**** 本文抜粋 ****

趣味と暮らしにまつわる「モノ」に一喜一憂するブログ

★近くにいる……そんな感じ RICOH GR Digital III

カメラ

(初出:2010/11/04)


(E-P2/LEICA DG45)

写真ってなんだろう?
そんな哲学的な事を考えた事はさらさらないのでがど、一つだけ確かな事があります。
私は虫の写真はダメですぅ……。(>_<)

今回のお題は、GR Digital IIIというよりも、リコーについて。

リコーはがんばってる、と思う。
中国の提携? 工場で粗悪な製品を作っている(故障が多い@私調べ という意味)けど、GR Digitalを発売してからのリコーを、私はちょっと身近に感じています。
勿論、こちらが勝手に作り上げてしまったイメージなので、私の感想は実際の会社の雰囲気とは違う事は百も承知の上で、そう思います。

昔、オリンパスという会社がありました(今もあるそうですが)。
そこはリコーとはまた違った意味で私にとって「スピリット」を感じるメーカーでした。
私はリコーよりもわかりやすいオリンパスのそれに共感してそのスピリットを応援する事を楽しむ事に決めました。

メイド・イン・ジャパン。
クオリティにこだわる。
新しい酒には新しい革袋を。
二十一世紀のカメラを。
レンズ性能清教徒。

ファンタジー的に言うならば、巨大な化け物を相手に敢然と立ち上がった勇者……みたいなイメージでした。
結果はメイド・イン・ジャパンだったものはいつのまにか中国製になり、数少ないメイド・イン・ジャパン製品をタツノ・クオリティなんていう言葉に置き換えて社内的に勝手に相対的な上下関係を作ったあげく、おんなの尻を追い回す事にかまけて、酒に溺れ始めたのです。
怪物退治はどこへやら。

何も知らずに酒場を訪れた若い旅人を捕まえては昔の栄光を語って聞かせ、酒をおごってもらっているような有様になってしまいました。

**** 提供資料 ****

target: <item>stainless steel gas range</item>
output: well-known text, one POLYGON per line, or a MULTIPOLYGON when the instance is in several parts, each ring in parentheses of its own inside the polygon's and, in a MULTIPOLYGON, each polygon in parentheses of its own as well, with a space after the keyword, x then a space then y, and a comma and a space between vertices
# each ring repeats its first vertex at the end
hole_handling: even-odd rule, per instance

****

作業指示
1: リコーに関するブログ記事のうち、「(初出:2010/11/04)」から「リコーはがんばってる、と思う。」までの部分を一字も変えずに返してください。
2: リコーに関するブログ記事の最後の文に続く部分を補ってください。

回答
1:
(初出:2010/11/04)


(E-P2/LEICA DG45)

写真ってなんだろう?
そんな哲学的な事を考えた事はさらさらないのでがど、一つだけ確かな事があります。
私は虫の写真はダメですぅ……。(>_<)

今回のお題は、GR Digital IIIというよりも、リコーについて。

リコーはがんばってる、と思う。

2:
同じ酒場の常連だったリコーは、英雄などではなく脇役、むしろ小物と言っていいお調子者でしたが、話し相手を楽しませる術を知っていました。
男前でも金持ちでもありませんでしたが、彼と話すと酒がうまく感じたのです。楽しく酔えるのです。まさにいい飲み仲間と言った感じです。

化け物を退治するのではなく、化け物の機嫌を損ねないように暮らせばいいんだと思っていた彼は、実は勇者と同じく一度だけ化け物に挑もうとした事がありました。
彼は勇者と違って現実的なので、戦ってみてやはり自分が勝てる相手ではない事を理解すると、化け物を退治しなくても人間が生きていける方法を考え始めたのです。

勇者はいつもこう言っていました。
「化け物は俺がいつか倒してやる」
一方、件の飲み仲間はいつもこんな調子です。
「新しく入ったウェイトレスの好みのタイプを聞き出してやるぞ」

勿論これは本当に勝手なイメージで、しかも私がそういうイメージを信じていると言うわけでもありません。
何が言いたいのかというと「オオカミが来た」と言われるよりも「美味い葡萄酒を持ってきてやった」と言ってだまされる方が楽しいという事です。

もう知っている人も多いと思うけれど、リコーが先日、こんなことを始めました。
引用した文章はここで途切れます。